> Problem to work on:
Through the line that contains "Return the outline of every instance of the ceiling", return the data below exactly, starting at its first line; leave the rest out.
[[ Exercise data open ]]
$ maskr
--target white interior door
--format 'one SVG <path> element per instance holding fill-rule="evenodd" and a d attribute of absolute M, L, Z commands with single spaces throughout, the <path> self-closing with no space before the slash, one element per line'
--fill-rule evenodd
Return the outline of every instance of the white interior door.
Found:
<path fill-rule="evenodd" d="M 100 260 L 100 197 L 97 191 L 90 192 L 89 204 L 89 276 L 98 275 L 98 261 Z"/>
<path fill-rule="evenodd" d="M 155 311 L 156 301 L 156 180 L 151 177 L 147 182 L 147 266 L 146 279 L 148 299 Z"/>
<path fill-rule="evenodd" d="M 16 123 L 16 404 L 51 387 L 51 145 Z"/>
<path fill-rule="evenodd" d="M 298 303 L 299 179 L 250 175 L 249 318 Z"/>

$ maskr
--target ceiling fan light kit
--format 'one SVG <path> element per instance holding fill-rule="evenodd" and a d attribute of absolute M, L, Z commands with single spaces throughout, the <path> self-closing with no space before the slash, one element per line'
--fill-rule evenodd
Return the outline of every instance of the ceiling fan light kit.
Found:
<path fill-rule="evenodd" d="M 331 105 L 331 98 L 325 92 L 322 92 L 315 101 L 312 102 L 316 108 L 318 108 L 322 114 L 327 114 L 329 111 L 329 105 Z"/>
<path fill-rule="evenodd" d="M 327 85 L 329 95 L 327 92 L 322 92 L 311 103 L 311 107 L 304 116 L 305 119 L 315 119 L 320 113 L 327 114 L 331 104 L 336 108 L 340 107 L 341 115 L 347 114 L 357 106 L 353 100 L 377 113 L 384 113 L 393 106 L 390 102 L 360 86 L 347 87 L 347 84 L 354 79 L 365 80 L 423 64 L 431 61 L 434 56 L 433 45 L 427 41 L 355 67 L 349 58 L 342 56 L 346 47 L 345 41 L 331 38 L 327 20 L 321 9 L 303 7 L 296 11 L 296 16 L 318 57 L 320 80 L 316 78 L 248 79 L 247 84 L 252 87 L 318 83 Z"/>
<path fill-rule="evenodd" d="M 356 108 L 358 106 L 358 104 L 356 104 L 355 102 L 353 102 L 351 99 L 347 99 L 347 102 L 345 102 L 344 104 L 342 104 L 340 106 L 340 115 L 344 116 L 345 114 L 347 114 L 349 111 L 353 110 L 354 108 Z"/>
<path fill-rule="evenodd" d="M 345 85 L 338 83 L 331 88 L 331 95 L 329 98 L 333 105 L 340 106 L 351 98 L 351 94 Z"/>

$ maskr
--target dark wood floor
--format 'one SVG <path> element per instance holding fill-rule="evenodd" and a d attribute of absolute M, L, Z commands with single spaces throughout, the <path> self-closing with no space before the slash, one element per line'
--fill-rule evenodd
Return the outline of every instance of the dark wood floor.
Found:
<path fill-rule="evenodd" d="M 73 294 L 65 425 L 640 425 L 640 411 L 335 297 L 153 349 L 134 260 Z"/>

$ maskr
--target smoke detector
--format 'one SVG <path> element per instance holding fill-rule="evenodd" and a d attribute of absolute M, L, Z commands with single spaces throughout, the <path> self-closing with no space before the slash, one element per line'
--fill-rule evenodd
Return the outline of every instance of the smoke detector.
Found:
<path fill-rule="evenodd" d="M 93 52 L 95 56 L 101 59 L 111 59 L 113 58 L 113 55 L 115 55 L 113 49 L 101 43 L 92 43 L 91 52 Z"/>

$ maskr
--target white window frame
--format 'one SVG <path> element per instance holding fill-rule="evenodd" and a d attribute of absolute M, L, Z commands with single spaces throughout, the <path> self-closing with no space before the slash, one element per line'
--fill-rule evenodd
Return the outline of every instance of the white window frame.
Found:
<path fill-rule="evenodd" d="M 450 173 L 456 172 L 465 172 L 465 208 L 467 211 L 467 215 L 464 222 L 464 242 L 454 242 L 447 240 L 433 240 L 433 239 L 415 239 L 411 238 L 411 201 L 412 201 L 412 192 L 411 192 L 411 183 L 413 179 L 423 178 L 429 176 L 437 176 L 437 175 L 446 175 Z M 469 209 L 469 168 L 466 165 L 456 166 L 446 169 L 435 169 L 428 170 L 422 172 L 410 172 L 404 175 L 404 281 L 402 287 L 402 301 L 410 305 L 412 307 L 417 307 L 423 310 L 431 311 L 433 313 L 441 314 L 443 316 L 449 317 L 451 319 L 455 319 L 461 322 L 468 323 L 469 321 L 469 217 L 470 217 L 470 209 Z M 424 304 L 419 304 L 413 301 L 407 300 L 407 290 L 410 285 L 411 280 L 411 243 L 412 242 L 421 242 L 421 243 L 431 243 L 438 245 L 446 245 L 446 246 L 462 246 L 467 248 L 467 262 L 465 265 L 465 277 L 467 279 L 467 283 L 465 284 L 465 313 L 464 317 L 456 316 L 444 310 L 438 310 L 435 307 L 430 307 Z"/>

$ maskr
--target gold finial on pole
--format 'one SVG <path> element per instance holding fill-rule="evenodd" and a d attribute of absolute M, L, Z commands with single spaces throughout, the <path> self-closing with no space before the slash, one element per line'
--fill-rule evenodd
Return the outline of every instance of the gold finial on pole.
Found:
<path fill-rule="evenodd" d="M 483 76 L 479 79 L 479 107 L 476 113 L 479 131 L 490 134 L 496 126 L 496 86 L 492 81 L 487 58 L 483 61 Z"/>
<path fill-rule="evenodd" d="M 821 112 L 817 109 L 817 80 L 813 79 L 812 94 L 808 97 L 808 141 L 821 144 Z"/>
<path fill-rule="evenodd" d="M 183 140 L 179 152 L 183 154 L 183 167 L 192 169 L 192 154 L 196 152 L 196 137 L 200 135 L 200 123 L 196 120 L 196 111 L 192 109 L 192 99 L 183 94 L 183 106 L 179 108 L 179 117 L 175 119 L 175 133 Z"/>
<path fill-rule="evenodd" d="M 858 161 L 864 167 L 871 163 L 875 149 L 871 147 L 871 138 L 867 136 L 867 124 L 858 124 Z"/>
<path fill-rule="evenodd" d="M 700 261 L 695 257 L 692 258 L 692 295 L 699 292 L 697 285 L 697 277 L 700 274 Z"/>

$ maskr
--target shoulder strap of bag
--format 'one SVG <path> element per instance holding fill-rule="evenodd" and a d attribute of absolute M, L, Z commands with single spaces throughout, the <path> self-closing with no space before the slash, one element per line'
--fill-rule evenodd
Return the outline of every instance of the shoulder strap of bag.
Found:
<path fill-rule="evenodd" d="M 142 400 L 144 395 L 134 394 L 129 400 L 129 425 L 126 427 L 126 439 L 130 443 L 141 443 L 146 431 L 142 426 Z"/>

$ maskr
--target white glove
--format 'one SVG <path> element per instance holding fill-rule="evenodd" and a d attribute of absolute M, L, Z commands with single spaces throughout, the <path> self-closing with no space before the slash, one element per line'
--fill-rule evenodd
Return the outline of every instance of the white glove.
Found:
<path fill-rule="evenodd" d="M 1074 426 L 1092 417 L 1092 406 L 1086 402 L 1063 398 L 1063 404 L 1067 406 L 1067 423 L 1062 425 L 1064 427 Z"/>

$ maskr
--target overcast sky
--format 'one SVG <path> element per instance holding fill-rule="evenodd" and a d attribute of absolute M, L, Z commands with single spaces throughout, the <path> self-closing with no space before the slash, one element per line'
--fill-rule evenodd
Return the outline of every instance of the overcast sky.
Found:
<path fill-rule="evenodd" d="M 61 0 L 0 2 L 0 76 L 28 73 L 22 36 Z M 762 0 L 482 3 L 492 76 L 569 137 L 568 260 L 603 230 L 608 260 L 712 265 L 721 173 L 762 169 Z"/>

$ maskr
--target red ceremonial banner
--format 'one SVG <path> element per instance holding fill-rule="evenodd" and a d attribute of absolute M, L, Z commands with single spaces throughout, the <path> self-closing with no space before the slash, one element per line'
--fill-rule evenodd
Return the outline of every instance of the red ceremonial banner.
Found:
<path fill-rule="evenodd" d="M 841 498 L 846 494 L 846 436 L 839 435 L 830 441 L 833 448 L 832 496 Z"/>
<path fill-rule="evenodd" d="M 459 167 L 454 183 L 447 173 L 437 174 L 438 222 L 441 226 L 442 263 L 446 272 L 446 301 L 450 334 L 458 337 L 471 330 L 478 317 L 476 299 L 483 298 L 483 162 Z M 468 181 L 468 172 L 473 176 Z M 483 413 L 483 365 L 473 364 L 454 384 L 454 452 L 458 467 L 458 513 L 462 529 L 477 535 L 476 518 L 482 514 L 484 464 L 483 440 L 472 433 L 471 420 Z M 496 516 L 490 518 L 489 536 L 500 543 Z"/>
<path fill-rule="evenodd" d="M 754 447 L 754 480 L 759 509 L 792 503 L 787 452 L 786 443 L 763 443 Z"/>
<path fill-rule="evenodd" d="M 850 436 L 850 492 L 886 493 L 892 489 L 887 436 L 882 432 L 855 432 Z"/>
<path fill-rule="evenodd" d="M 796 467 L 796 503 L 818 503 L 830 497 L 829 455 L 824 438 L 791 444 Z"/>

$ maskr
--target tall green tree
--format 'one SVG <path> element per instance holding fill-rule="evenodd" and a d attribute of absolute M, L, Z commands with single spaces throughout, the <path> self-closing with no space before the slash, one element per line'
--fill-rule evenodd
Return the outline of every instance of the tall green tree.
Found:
[[ Exercise data closed ]]
> Expected output:
$ maskr
--target white interior door
--format 'one SVG <path> element per instance holding fill-rule="evenodd" and a d attribute of absolute M, L, Z commands with single spaces throughout, the <path> self-closing with no space before the slash, one element per line'
--fill-rule evenodd
Return the outline of every instance of the white interior door.
Found:
<path fill-rule="evenodd" d="M 100 260 L 100 197 L 97 191 L 90 192 L 89 204 L 89 276 L 98 275 L 98 261 Z"/>
<path fill-rule="evenodd" d="M 155 311 L 156 301 L 156 180 L 151 177 L 147 182 L 147 266 L 146 279 L 148 299 Z"/>
<path fill-rule="evenodd" d="M 16 123 L 16 404 L 51 387 L 51 145 Z"/>
<path fill-rule="evenodd" d="M 298 303 L 299 179 L 250 175 L 249 318 Z"/>

$ maskr
--target ceiling fan light kit
--format 'one SVG <path> element per instance holding fill-rule="evenodd" and a d attribute of absolute M, L, Z commands with single spaces throughout, the <path> self-closing with no space before the slash, one element per line'
--fill-rule evenodd
Return the outline of every instance of the ceiling fan light kit.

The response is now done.